◆ What is required
Reproduce, exactly, the lines of the material below from the line containing "Where can you see the beard" through the line containing "Where can you see the black", with both end lines included and nothing else.

◆ Records shown
————

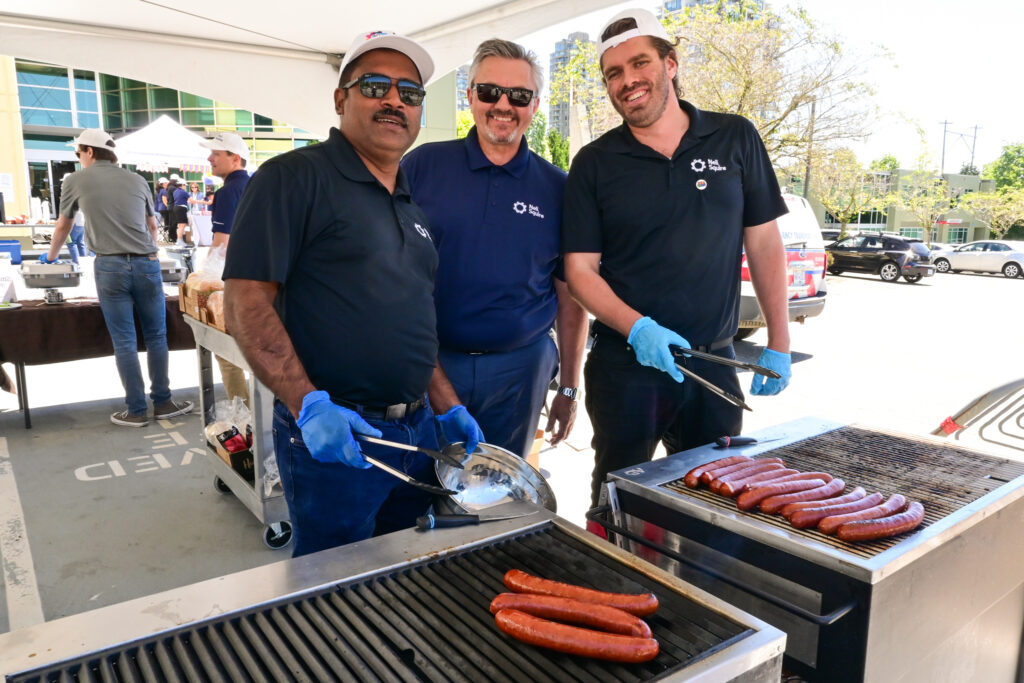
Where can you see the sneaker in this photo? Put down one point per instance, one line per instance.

————

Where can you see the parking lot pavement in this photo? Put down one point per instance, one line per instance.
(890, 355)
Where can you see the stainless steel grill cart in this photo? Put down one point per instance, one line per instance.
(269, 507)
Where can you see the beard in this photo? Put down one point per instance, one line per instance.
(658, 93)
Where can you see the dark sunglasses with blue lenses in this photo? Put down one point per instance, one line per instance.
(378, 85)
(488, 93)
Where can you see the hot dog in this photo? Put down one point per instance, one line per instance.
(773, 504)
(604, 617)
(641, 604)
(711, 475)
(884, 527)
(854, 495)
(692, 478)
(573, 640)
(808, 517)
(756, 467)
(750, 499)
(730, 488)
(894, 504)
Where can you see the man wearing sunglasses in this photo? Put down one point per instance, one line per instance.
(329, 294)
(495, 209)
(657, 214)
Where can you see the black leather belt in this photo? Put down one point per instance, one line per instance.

————

◆ Answer to the exercise
Where can you see the beard in this photo? Put down one point per instance, one line per instance.
(658, 93)
Where can you see the dark sunglasses with blue lenses in this photo? Put down one point per instance, one line per instance.
(378, 85)
(488, 93)
Where can you see the hot dog in this photo? Put down one point per instance, one line per instance.
(773, 504)
(604, 617)
(641, 604)
(711, 475)
(884, 527)
(854, 495)
(692, 478)
(573, 640)
(808, 517)
(756, 467)
(750, 499)
(730, 488)
(894, 504)
Where can you see the man wearing sunglasses in this photo? Put down one point per instance, one line per instance.
(329, 294)
(495, 209)
(657, 214)
Where can you see the black leather belt in this photo? Put down one point per instance, one line per instance.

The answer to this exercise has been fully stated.